**OBJECTIVE:**
Identify every line in the listing that contains the string "goalkeeper", and copy each of those lines in full. Matching is case-sensitive.

**ENTRIES:**
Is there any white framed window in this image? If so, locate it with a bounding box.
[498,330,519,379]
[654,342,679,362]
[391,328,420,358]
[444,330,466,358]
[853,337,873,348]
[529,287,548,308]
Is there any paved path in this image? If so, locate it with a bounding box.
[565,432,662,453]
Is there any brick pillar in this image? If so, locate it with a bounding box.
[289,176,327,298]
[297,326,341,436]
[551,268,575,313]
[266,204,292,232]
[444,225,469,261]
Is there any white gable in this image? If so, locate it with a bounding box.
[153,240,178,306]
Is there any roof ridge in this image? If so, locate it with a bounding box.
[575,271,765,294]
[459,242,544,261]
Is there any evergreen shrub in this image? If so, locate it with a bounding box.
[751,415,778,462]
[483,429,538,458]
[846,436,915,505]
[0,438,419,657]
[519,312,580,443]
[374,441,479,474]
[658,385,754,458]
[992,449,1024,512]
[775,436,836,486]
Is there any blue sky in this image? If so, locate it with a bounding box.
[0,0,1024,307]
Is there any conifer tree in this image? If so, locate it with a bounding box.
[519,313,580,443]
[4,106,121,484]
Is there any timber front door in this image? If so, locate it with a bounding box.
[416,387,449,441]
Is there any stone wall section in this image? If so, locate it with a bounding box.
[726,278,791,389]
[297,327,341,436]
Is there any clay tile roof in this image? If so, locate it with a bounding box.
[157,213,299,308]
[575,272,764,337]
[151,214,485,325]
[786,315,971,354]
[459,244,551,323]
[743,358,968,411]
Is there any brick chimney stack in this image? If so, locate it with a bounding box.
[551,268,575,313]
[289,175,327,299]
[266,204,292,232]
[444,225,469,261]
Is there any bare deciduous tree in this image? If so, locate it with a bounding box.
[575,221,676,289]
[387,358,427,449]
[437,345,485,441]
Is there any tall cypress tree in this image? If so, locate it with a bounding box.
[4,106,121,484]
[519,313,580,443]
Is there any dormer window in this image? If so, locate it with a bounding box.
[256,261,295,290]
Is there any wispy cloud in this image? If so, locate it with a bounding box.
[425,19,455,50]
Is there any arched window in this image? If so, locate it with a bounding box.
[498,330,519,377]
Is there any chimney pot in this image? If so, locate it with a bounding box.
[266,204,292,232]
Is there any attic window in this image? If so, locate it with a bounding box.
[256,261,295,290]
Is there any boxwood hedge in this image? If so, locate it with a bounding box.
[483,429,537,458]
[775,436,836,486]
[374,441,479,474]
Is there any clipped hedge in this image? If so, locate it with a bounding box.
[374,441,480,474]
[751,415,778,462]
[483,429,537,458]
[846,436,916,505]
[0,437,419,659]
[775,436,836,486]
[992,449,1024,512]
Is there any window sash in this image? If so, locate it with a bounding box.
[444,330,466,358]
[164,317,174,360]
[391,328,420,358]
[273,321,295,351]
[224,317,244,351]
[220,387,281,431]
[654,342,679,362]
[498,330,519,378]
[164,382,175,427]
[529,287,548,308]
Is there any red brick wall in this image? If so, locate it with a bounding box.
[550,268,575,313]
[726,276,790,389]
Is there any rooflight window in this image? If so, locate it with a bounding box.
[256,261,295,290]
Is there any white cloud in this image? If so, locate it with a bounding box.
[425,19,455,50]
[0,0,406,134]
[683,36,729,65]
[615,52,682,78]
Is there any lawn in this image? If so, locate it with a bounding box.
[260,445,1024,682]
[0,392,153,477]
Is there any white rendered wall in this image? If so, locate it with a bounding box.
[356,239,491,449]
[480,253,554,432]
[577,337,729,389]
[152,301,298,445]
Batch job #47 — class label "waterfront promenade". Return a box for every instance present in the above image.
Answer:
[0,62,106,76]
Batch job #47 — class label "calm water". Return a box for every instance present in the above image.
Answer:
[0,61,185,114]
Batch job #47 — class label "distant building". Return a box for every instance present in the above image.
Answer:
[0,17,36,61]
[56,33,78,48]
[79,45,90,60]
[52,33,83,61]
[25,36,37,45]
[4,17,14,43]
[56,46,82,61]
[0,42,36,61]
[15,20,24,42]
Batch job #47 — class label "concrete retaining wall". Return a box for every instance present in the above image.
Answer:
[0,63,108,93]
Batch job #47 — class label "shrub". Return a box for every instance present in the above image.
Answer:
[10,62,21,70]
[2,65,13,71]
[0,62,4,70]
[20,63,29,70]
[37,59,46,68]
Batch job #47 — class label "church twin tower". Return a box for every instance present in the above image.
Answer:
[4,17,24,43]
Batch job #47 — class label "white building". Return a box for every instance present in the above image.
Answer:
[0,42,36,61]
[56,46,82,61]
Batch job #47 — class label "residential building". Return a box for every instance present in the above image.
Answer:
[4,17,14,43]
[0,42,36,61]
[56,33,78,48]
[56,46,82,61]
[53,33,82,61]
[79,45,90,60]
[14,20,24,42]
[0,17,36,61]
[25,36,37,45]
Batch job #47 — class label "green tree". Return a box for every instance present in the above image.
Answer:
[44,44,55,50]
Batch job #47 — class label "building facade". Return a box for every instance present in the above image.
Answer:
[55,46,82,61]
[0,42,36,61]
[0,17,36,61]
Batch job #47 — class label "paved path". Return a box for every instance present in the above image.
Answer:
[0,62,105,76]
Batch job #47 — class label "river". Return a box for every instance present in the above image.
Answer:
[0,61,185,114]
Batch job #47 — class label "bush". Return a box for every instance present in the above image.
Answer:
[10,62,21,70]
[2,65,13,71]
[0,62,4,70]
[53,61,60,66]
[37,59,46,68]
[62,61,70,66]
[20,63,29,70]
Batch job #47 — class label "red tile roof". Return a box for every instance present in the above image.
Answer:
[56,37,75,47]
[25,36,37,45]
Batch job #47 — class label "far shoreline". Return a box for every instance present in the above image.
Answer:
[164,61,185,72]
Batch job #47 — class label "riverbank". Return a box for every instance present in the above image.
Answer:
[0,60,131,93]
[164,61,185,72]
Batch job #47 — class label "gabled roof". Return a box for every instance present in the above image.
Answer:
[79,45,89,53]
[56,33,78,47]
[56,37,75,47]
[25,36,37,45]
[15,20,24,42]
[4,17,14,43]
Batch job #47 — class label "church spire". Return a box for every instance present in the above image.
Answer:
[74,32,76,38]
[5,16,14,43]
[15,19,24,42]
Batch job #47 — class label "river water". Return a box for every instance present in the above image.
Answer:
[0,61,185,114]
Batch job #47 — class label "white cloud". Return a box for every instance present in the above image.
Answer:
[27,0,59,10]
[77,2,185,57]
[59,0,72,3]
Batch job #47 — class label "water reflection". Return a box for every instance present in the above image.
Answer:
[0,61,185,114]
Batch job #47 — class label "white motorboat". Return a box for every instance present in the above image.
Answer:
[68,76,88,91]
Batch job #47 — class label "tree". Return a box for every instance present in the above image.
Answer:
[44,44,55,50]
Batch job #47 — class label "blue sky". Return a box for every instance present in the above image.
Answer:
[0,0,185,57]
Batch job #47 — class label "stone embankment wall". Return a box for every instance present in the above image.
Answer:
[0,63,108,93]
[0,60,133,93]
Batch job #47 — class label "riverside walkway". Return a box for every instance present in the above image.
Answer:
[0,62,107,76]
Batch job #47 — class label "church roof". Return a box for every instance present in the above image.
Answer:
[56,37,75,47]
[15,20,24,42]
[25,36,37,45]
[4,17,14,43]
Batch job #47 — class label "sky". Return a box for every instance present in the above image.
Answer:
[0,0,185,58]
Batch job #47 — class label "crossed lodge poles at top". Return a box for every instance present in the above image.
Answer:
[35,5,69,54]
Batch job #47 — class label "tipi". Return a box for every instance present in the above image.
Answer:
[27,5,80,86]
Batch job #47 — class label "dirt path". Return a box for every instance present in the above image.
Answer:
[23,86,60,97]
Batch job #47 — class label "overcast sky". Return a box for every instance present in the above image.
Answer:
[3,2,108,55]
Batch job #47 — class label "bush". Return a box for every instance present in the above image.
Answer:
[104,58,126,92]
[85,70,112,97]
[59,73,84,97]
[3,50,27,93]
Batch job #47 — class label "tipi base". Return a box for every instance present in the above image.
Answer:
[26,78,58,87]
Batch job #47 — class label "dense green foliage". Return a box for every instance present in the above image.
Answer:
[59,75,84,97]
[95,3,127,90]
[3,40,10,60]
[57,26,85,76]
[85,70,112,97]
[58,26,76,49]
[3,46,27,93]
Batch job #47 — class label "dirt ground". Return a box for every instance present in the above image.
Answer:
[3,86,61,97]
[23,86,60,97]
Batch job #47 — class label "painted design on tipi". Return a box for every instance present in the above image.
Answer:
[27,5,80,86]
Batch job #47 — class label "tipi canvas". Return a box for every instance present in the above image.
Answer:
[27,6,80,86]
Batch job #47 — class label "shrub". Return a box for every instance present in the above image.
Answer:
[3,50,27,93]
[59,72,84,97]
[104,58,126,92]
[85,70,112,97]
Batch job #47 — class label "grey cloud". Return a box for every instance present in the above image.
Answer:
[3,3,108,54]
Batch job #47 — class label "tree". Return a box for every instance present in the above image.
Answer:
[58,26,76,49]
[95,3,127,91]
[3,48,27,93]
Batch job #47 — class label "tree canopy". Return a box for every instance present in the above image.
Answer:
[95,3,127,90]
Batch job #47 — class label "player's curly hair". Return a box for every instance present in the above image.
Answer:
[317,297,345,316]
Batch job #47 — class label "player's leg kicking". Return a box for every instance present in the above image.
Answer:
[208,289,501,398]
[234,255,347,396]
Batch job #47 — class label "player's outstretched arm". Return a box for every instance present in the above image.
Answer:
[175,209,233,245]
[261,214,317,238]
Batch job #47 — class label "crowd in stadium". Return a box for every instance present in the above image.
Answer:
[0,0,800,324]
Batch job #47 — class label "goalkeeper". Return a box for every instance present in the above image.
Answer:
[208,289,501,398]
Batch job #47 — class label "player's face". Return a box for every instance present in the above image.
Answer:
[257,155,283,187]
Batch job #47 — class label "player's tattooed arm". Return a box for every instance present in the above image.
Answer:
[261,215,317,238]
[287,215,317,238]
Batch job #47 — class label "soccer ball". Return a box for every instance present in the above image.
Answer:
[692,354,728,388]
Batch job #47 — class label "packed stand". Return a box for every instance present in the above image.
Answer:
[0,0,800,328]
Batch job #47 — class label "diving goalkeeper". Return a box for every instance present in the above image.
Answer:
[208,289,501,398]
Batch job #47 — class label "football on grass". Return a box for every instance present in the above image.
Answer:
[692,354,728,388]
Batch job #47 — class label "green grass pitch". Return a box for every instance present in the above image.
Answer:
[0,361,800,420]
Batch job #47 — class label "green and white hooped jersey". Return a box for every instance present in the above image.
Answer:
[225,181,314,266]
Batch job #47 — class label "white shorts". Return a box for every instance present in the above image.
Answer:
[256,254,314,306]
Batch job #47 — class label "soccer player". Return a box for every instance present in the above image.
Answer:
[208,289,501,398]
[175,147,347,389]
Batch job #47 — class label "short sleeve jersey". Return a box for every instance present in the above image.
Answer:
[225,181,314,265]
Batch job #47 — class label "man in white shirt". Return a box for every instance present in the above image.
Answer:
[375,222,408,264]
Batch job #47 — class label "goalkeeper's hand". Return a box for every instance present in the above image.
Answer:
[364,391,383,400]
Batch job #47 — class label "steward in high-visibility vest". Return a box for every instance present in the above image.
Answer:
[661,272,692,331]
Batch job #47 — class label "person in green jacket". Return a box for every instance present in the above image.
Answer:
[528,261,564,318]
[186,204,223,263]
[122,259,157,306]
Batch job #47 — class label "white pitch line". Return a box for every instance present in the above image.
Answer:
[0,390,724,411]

**PROBLEM SOLUTION:**
Batch job #47 — class label "goalkeeper". Return a box for every instance present in the above image.
Batch job #47 — class label "diving goalkeeper". Return a box for every instance present in the above image.
Batch job #47 — class label "goalkeeper's hand". Return a box for every instance present in the above image.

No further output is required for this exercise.